**What you should do:** Please give the lines in the items below as a JSON list of strings, one per line, starting with the line that contains "Where can you see the fender" and going on through the line that contains "point(557, 189)", both included. Give only those lines and leave out any blank lines.

--- Extracted records ---

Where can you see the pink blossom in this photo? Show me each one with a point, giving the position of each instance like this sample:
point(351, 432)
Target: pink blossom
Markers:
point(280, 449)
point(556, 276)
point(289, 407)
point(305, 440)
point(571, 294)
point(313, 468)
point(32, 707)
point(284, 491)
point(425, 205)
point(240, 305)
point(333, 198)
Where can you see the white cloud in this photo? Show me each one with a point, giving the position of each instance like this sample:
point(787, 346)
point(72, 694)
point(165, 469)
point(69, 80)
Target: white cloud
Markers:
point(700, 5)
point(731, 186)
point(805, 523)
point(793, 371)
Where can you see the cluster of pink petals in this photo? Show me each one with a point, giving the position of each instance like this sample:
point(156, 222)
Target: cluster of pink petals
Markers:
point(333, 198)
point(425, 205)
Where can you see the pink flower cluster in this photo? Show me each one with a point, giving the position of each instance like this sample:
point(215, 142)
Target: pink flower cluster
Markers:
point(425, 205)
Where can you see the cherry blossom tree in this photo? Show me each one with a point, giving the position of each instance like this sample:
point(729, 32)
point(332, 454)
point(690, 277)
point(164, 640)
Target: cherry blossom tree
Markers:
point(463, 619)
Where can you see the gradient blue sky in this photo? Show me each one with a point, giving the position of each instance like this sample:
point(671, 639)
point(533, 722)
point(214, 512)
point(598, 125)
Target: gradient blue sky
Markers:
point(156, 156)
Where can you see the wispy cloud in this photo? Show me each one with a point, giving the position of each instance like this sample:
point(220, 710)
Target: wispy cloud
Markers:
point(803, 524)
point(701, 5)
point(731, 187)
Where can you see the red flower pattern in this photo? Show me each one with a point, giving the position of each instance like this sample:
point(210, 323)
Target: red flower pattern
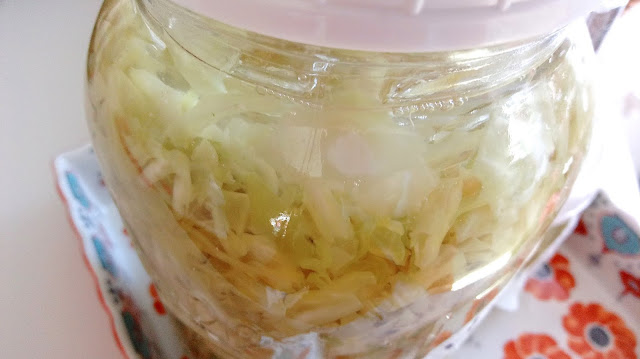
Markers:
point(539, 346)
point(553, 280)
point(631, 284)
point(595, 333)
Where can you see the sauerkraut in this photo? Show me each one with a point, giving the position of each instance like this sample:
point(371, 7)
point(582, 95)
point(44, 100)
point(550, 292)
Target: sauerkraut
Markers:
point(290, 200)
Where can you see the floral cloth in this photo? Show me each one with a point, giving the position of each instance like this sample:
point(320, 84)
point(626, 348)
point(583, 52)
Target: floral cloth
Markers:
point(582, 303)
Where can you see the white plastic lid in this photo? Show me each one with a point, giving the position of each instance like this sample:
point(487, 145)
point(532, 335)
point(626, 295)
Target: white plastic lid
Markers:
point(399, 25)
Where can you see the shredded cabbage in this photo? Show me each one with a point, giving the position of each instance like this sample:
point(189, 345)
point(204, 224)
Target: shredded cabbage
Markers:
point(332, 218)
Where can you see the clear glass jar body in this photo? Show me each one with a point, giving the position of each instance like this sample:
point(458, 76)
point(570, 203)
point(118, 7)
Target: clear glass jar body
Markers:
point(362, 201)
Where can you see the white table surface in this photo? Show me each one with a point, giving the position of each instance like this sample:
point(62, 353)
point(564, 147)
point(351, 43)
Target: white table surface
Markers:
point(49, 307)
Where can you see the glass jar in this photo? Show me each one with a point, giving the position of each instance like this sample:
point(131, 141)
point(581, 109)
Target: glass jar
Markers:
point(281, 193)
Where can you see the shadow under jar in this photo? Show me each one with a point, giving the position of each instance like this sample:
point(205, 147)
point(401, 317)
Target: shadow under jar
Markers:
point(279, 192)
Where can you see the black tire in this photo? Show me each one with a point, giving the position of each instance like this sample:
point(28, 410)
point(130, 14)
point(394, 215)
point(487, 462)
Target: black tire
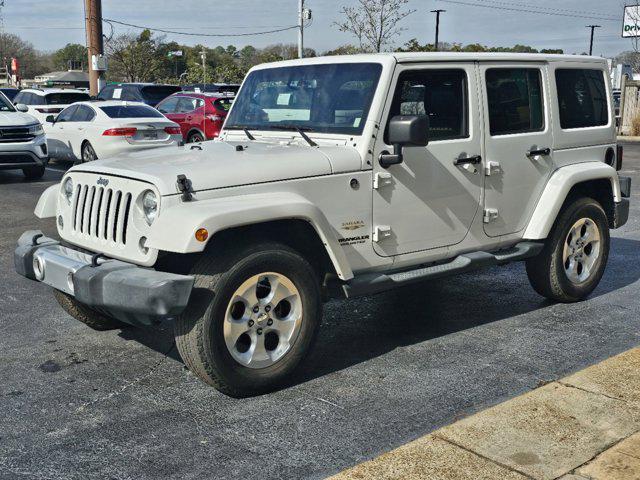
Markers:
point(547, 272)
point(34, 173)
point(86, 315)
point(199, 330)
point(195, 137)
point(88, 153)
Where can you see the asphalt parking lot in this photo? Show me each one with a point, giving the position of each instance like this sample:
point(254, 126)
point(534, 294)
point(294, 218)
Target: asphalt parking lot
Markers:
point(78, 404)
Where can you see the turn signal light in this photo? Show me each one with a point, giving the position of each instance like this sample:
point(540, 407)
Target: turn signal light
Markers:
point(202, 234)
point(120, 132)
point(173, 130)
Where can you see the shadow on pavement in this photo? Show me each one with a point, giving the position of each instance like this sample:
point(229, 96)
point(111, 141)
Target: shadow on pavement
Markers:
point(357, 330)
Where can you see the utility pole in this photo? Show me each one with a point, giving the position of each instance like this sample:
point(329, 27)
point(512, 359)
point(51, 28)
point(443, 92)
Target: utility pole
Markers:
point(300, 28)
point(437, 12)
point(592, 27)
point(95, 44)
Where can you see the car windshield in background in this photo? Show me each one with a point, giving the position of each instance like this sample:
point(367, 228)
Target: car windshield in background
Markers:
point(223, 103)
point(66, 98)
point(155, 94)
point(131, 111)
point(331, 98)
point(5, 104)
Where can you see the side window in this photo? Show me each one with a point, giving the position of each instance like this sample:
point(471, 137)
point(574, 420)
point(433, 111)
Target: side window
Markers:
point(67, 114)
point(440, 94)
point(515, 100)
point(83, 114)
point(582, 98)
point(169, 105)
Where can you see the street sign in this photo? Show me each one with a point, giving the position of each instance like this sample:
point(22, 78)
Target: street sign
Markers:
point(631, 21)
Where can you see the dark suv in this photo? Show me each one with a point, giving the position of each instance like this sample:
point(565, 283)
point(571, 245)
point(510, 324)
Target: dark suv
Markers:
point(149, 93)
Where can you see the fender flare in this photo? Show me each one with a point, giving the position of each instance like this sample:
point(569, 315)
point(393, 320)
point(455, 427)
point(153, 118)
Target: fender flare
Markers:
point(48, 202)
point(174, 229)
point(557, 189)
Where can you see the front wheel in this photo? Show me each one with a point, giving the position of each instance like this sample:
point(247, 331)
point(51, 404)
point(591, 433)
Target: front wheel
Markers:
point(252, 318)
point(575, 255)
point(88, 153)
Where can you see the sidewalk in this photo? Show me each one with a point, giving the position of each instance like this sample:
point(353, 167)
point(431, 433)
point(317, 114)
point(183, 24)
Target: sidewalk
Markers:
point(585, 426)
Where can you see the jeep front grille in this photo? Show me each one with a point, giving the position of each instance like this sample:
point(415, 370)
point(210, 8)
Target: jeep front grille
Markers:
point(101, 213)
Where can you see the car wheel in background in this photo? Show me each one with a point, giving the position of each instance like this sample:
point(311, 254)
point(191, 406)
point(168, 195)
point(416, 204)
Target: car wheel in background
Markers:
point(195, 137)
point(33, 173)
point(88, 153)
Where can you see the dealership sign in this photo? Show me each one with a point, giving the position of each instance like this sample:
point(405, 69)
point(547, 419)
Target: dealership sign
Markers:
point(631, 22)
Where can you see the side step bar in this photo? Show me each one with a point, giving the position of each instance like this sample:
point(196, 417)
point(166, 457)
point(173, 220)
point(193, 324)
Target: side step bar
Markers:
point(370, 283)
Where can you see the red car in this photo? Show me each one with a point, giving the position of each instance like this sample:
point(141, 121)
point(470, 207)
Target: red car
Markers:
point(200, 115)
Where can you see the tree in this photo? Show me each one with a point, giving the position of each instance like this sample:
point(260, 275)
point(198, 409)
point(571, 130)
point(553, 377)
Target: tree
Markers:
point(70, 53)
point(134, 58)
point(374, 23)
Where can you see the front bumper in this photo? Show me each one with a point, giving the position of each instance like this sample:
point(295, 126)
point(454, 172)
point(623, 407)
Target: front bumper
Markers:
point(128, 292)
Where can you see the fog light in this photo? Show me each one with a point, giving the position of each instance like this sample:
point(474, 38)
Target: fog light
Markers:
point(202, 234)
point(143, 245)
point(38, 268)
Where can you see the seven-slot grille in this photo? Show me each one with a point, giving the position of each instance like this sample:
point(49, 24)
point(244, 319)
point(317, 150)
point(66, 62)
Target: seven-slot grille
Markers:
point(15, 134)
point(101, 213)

---
--- Extracted records ---

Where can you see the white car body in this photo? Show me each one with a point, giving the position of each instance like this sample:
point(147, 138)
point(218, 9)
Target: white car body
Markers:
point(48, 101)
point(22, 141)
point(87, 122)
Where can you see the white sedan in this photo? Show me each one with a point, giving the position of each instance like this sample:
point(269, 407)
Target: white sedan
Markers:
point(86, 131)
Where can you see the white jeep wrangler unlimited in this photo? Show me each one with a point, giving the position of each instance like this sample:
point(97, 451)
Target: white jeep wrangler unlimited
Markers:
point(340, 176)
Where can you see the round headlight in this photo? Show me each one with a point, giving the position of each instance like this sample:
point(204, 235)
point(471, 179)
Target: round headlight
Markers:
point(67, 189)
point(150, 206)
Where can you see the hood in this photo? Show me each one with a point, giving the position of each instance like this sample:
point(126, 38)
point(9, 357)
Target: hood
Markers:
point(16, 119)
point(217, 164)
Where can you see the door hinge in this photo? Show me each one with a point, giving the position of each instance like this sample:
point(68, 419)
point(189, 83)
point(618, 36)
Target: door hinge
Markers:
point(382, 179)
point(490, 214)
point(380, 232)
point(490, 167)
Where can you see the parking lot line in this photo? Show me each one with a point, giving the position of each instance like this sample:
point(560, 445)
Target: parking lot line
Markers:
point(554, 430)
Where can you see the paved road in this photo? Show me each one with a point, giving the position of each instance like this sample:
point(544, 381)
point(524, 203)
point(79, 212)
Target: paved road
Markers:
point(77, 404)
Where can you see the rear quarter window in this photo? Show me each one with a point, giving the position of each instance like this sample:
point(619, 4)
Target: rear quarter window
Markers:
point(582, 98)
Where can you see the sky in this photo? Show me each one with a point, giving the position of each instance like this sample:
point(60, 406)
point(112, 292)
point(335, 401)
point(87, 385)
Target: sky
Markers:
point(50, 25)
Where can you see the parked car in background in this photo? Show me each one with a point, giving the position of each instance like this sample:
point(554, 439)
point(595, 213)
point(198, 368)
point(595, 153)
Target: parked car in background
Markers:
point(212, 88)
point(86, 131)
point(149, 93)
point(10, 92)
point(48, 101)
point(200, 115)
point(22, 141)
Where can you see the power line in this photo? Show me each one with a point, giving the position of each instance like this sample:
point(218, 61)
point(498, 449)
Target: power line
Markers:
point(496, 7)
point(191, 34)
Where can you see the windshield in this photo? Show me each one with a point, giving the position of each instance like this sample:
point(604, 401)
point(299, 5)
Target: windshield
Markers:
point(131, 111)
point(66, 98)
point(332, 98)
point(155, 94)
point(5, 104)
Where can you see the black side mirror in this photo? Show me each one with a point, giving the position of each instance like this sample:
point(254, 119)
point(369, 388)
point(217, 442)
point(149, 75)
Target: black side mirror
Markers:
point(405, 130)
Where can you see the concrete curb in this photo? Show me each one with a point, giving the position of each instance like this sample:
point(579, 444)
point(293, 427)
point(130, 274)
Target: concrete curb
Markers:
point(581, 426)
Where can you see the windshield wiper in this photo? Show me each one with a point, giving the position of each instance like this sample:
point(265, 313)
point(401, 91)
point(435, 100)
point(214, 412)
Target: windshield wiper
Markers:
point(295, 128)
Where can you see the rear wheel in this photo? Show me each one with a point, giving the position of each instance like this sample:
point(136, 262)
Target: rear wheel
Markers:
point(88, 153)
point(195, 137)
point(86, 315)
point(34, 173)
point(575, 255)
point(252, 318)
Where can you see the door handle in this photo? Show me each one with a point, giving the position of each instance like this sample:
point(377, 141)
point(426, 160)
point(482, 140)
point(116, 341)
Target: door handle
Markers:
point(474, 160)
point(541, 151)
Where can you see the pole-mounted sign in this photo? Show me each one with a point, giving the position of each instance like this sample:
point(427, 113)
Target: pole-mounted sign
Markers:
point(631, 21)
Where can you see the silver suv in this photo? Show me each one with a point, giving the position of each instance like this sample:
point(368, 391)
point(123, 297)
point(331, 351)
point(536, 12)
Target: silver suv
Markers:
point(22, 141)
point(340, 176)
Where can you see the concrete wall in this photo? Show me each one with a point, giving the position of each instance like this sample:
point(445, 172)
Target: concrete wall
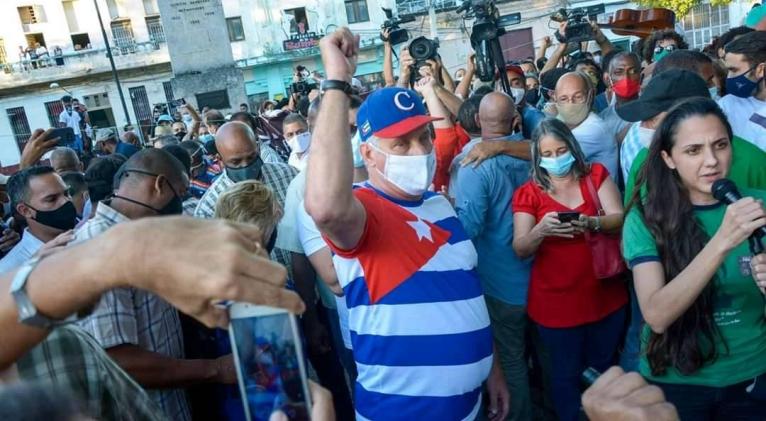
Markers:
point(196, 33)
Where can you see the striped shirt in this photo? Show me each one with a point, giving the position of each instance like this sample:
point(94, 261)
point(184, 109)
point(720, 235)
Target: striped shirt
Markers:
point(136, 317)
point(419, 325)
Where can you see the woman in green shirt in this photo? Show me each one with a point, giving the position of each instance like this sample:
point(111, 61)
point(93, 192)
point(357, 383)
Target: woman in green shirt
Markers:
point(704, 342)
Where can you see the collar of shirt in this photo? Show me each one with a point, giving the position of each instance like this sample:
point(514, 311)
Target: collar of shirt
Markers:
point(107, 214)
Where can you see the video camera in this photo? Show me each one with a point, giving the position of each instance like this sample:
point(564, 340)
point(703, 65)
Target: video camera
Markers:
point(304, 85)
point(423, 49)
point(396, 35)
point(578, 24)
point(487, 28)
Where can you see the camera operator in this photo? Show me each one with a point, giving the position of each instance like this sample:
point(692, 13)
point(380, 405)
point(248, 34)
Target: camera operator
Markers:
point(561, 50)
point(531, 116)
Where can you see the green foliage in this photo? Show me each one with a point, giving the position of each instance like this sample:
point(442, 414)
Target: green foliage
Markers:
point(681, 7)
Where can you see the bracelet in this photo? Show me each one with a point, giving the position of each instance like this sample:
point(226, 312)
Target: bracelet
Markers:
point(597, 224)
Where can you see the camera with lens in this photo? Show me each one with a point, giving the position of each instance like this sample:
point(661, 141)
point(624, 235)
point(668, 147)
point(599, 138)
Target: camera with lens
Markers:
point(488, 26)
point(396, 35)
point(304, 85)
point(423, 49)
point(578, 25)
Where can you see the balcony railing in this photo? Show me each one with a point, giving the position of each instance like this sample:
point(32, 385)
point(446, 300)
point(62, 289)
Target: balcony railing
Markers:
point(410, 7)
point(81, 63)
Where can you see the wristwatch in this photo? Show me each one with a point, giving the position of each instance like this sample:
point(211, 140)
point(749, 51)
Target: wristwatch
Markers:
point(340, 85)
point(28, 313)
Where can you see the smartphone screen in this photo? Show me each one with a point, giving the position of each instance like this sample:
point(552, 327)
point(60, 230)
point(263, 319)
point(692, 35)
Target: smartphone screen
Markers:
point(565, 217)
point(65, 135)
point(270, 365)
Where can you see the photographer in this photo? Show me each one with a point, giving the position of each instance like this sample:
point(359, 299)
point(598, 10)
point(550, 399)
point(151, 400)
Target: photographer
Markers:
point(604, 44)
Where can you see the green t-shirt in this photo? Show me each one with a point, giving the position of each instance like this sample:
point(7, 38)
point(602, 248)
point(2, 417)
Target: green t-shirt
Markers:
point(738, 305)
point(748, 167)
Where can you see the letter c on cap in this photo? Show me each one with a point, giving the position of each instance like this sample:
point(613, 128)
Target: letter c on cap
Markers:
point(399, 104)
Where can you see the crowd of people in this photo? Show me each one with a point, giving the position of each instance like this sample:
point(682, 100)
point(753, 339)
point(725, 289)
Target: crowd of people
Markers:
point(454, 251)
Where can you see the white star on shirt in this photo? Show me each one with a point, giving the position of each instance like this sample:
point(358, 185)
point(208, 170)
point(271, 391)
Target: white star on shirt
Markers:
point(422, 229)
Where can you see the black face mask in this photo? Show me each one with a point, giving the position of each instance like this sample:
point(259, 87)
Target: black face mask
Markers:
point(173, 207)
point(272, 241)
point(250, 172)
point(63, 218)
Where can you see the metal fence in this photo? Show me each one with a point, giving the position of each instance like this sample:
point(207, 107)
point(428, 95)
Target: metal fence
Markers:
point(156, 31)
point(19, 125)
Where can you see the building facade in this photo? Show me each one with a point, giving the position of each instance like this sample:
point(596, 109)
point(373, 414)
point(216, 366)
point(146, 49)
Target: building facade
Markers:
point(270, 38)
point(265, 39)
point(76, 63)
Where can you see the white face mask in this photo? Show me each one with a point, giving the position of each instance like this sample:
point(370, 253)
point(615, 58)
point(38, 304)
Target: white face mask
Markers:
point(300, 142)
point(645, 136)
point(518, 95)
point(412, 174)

---

**Completed exercise:**
[
  "Where can you see the fender flare in this photo? Show me each one with a point, giving the position of each instance like this sample:",
  "point(569, 315)",
  "point(393, 320)",
  "point(455, 427)",
  "point(153, 118)",
  "Target: fender flare",
  "Markers:",
  "point(48, 202)",
  "point(174, 229)",
  "point(557, 189)"
]